Goal of the exercise —
Rewrite every line of the items from the line with "Where can you spot the thyme" to the line with "(498, 1166)", both lines included, and shift each point coordinate by -87.
* Start Input for this task *
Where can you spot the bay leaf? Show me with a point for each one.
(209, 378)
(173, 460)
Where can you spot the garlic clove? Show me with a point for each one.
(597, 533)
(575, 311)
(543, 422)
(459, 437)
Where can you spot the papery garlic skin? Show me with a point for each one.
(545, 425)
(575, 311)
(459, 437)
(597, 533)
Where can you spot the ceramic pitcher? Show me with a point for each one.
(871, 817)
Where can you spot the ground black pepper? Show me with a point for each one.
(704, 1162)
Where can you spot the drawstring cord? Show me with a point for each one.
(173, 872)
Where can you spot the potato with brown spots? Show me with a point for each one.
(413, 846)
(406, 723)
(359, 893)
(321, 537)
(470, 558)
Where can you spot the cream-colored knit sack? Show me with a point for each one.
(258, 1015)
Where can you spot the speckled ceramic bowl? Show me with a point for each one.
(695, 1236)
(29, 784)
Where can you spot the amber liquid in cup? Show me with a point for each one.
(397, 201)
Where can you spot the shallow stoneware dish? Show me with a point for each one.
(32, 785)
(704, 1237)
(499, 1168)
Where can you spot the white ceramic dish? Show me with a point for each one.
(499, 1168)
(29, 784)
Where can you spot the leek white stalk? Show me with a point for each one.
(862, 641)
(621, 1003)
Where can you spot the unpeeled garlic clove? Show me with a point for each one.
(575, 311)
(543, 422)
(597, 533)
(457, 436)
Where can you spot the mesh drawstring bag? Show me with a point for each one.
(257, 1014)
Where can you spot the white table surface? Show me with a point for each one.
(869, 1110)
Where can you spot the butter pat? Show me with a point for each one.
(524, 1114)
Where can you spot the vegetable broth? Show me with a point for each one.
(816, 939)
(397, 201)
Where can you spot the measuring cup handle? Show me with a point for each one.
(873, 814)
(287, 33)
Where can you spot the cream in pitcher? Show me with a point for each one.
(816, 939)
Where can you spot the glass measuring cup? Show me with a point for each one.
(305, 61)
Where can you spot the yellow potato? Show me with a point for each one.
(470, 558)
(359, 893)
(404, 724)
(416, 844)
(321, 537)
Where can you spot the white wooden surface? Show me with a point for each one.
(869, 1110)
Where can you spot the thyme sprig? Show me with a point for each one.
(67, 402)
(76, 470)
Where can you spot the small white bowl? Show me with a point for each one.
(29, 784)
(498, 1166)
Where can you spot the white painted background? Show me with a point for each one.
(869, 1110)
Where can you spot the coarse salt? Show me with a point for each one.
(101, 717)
* End Input for this task *
Exercise result —
Where can you spot the thyme sprig? Show me with a point for each one.
(-20, 315)
(-11, 383)
Where can you spot the small white bowl? Show me with a point for each one.
(-58, 697)
(411, 1079)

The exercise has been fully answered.